Re: Error when using aggregates with correlated subqueries

Posted by Maryann Xue <ma...@gmail.com>.
Hi Khaleel,

Thanks for looking into the problem! But there IS a bug with EXISTS having
an aggregate function, say "max(H."timestamp") as used in your very first
query that did not work. Otherwise, if subquery is SELECT * or SELECT
column1 or SELECT substr(column1), it's fine coz there is no aggregate.

And interestingly the query with W."rowId" failed because it referenced to
the outmost query that had EXISTS. Otherwise if using H.
rowId", it only had to deal with "SELECT * from H" which was a comparison
subquery and so it worked fine.

Anyway, I will verify if there is any problem with multiple level outer
reference in correlated subqueries, as an independent issue without EXISTS.

Given that our EXISTS support is currently incomplete, you may want to
rewrite your EXISTS subqueries with equivalent IN subqueries, which would
most likely just work.


Thanks,
Maryann


On Sun, Apr 26, 2015 at 11:54 AM, khaleel mershad <kh...@gmail.com>
wrote:

>
> I don't think that the bug is with EXISTS. As you can see with the query
> from my last email, it contains a nested correlated subquery which contains
> an aggregate within *EXISTS* and it worked after replacing the reference
> to the outer table (W."rowId") with a reference to the inner subquery table
> (H."rowId") within the aggregate subquery. In other words, the following
> query generates an error:
>
> select distinct W."rowId", W."md5_current", W."size_current" from "Wiki"
> AS W
> where EXISTS (select * from "History" AS H
>                         where (REGEXP_SUBSTR(SUBSTR(H."rowId",19),'[^:]+')
> = W."rowId")
>                         AND H."timestamp" = (select MAX(H2."timestamp")
> from "History" AS H2
>                                                           where (*REGEXP_SUBSTR(SUBSTR(H2."rowId",19),'[^:]+')
> =*
> *
> W."rowId"*)
>                                                           AND (H2."status"
> = 'approved')) AND (TO_NUMBER(H."value") > 1000))
> AND NOT EXISTS (select * from "History" AS H3
>                               where
> (REGEXP_SUBSTR(SUBSTR(H3."rowId",19),'[^:]+') = W."rowId")

:: Object point labels ::
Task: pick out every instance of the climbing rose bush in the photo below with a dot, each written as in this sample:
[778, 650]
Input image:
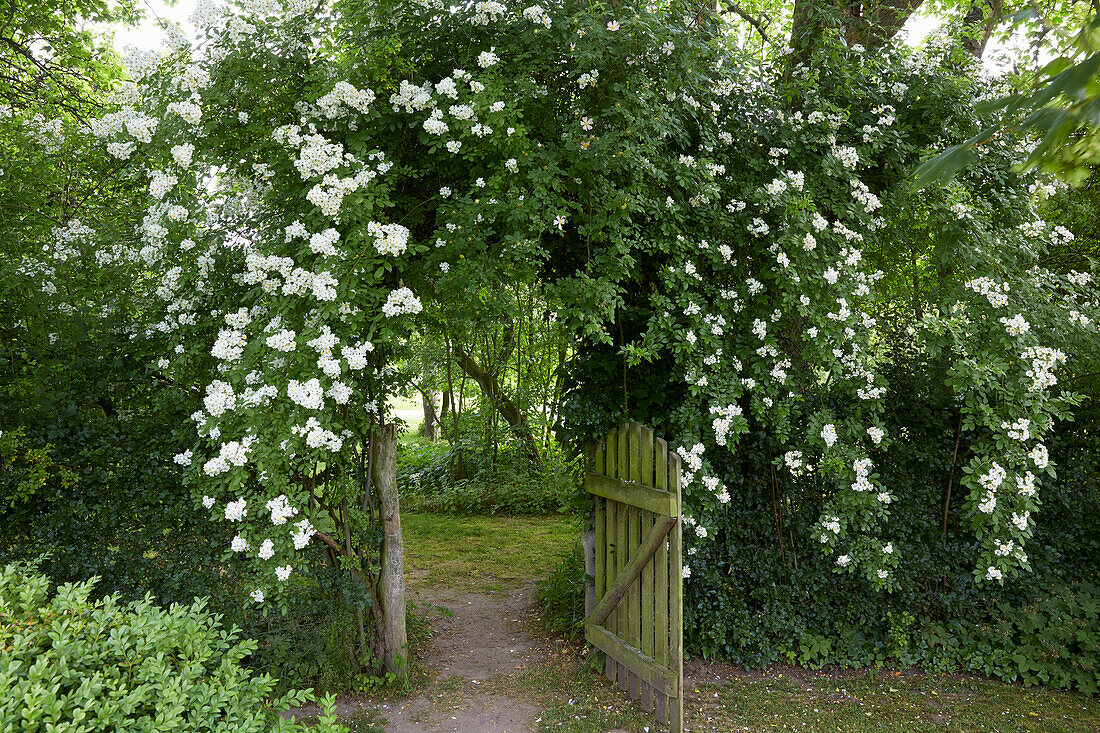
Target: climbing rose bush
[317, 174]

* * *

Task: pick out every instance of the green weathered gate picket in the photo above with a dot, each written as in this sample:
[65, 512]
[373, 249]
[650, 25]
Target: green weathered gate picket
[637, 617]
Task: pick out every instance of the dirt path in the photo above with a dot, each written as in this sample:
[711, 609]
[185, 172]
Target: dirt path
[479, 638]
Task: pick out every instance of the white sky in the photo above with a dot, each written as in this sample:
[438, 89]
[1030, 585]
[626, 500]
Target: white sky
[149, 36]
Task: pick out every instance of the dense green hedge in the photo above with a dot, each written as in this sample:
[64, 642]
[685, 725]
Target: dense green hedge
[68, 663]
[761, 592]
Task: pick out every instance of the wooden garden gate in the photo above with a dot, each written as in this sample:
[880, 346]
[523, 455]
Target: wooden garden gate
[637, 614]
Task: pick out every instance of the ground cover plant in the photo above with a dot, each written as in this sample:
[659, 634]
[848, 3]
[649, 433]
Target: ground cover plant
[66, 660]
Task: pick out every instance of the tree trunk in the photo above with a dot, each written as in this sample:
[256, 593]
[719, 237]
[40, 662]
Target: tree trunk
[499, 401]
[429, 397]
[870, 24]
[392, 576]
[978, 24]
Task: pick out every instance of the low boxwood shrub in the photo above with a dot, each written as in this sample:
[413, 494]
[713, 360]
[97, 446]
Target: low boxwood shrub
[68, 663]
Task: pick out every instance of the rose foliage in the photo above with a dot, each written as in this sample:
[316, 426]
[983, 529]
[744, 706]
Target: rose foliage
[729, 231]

:: Short exercise 1 ::
List every table alias introduced with AS in the SQL query quoted in the reply about correlated subqueries, along with the table each one stands for.
:: Short exercise 2 ::
Using the reply about correlated subqueries, decide whether each statement agrees with it. Answer yes or no, and quote the words that settle it.
(a) Maryann describes the EXISTS support as already complete.
(b) Maryann suggests replacing EXISTS subqueries with equivalent IN subqueries.
(c) The email from khaleel mershad is dated Sunday, April 26, 2015.
:: Short exercise 3 ::
Pick up the reply about correlated subqueries at the point where it stops, and continue it from there.

:: Expected answer 1 ::
W ("Wiki"), H ("History"), H2 ("History"), H3 ("History")

:: Expected answer 2 ::
(a) No: "Given that our EXISTS support is currently incomplete"
(b) Yes: "you may want to rewrite your EXISTS subqueries with equivalent IN subqueries"
(c) Yes: "On Sun, Apr 26, 2015 at 11:54 AM, khaleel mershad"

:: Expected answer 3 ::
>                                 AND (H3."status" = 'pending') AND
> (TO_NUMBER(H3."value") < 1000));
>
>
> But if I replace *W."rowId"* with REGEXP_SUBSTR(SUBSTR(*H."rowId"*,19),'[^:]+'),
> the query works fine (which is the query from my last email). So I think
> the problem is not with EXISTS, but with the fact that a reference to a
> table from the outer query (W in my query) can be done up to a maximum one
> nested level, and not more than that. In other words, referring to a table
> from the outer query from within a subquery that is in the second or more
> nested level will generate an error.
>
>
>
> Best,
> Khaleel
>
>
>
> On Sun, Apr 26, 2015 at 6:33 PM, Maryann Xue <ma...@gmail.com>
> wrote:
>
>> Glad that your queries worked. Please do let us know if any further
>> problems.
>>
>> The bug is with EXISTS. Right now Phoenix does not handle aggregate
>> function calls correctly within an EXISTS subquery or EXISTS nested
>> subquery. I have opened a JIRA:
>> https://issues.apache.org/jira/browse/PHOENIX-1923.
>>
>>
>> Thanks,
>> Maryann
>>
>>
>> On Sun, Apr 26, 2015 at 8:54 AM, khaleel mershad <kh...@gmail.com>
>> wrote:
>>
>>>
>>> Dear Maryann,
>>>
>>> I tried your query and it worked. I also executed a more complex query
>>> which I need in my testing, which is:
>>>
>>> select distinct W."rowId", W."md5_current", W."size_current" from "Wiki"
>>> AS W
>>> where EXISTS (select * from "History" AS H
>>>                         where
>>> (REGEXP_SUBSTR(SUBSTR(H."rowId",19),'[^:]+') = W."rowId")
>>>                         AND H."timestamp" = (select MAX(H2."timestamp")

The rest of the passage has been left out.